-- YOUR ASSIGNMENT --
Using the data below, return all lines in which "query" appears.

-- PROVIDED ENTRIES --
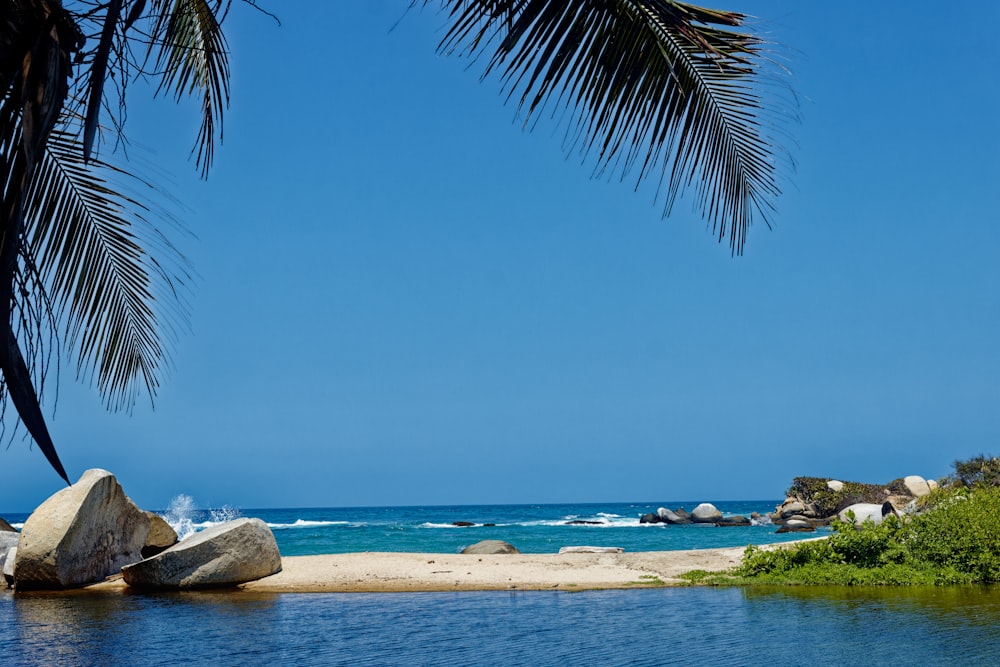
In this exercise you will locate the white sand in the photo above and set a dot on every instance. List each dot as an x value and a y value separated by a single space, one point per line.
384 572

---

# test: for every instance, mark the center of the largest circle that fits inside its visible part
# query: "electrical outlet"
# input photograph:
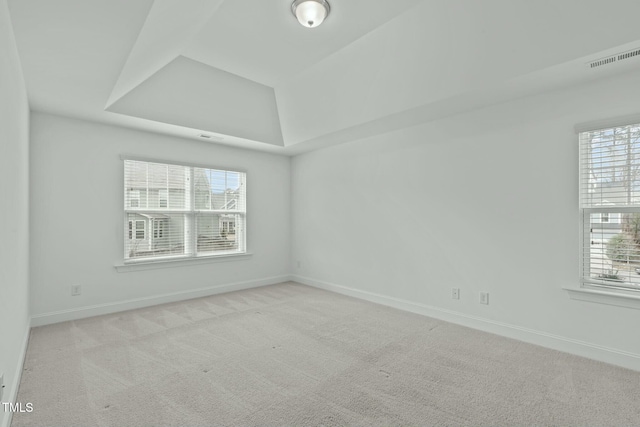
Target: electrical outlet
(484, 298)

==

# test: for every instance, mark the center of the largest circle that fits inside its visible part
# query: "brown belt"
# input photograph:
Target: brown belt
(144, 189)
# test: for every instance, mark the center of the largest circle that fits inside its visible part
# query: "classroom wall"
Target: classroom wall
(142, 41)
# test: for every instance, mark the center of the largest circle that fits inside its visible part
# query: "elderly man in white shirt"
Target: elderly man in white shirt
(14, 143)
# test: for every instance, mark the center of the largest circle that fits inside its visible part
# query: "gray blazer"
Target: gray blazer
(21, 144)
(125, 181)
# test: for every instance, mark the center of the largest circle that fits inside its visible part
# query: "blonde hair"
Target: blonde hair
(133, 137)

-- SOLVED EXERCISE --
# query: "electrical outlet"
# query: "brown belt"
# query: "classroom wall"
# query: "elderly man in white shirt"
# query: "gray blazer"
# query: "blonde hair"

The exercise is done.